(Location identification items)
# # # # # # #

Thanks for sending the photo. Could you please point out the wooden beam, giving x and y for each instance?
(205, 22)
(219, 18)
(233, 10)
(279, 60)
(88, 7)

# # # # # # #

Goal: Write these records as a two-column CSV headed request and answer, with one row per record. Put each record's text and its answer in its own quoted field, and turn line breaks into spaces.

Reply to the exercise:
request,answer
"Thanks for sending the photo. Could you please point out the wooden beam, giving x and y for each instance?","(205, 22) (219, 18) (233, 10) (279, 60) (88, 7)"